Your instructions: Please copy the records below, replacing every "one to a line" with "one per line" and leaving everything else unchanged.

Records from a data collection
○ ○ ○ ○

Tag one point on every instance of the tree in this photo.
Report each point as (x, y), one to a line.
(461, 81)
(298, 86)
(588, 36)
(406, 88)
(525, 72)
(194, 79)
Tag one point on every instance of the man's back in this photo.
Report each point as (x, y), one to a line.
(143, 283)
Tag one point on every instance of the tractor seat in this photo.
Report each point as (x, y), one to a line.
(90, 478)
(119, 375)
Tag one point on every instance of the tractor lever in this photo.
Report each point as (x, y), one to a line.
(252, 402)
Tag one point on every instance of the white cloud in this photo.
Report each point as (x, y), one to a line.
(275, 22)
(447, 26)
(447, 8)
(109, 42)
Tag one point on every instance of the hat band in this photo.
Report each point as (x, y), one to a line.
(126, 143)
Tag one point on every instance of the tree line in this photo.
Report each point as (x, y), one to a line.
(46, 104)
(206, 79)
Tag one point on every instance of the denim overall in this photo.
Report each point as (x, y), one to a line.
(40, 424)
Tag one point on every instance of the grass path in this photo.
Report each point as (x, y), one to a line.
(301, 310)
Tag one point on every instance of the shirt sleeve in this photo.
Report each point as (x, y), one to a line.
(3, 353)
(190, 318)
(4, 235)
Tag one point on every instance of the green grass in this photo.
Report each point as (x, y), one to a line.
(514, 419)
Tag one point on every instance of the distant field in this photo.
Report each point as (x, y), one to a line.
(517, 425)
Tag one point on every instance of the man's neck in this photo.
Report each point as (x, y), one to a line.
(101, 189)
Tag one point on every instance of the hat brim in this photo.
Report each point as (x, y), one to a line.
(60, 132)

○ ○ ○ ○

Written answer:
Tag one point on every instance of the tree in this photo.
Report each point as (x, y), one per line.
(461, 81)
(298, 86)
(588, 36)
(406, 88)
(525, 72)
(194, 79)
Tag one point on every instance of the man's back in this photo.
Report each point as (x, y), one per line.
(143, 283)
Tag one point on every instance of the tractor seat in this photo.
Report each point as (x, y), one per line.
(90, 478)
(119, 375)
Tag one point on every instance of the tractor lever in this photo.
Report each point as (x, y), one per line.
(252, 402)
Tag one point on every instance of the white cloud in this photo.
Report each point as (x, y), one per line.
(275, 22)
(447, 26)
(447, 8)
(109, 42)
Tag one point on every instance of the hat band in this photo.
Report each point as (x, y), one per line.
(126, 143)
Tag one point on every instance of the tree line in this photo.
Report each point as (x, y), one per line.
(46, 104)
(206, 79)
Tag one point on every instance of the denim overall in this photo.
Report each point as (x, y), one per line.
(40, 424)
Tag one point on every instance of the grass path in this photo.
Report each point as (x, y), one per line.
(301, 310)
Tag one point on every instance of the shirt sleeve in this photo.
Report each point as (x, y), one per line.
(3, 353)
(190, 318)
(4, 235)
Tag one point on every instance of the green grass in this photo.
Report each point as (x, y), one per line.
(514, 419)
Tag one point on every instance of the distant field in this photo.
Report each point as (x, y), one per line.
(517, 425)
Tag one point on every instance of the man's neck in this photo.
Report each point as (x, y), one per line.
(101, 189)
Tag one point on every instance of the hat brim in this photo.
Report each point as (x, y), one per line.
(60, 132)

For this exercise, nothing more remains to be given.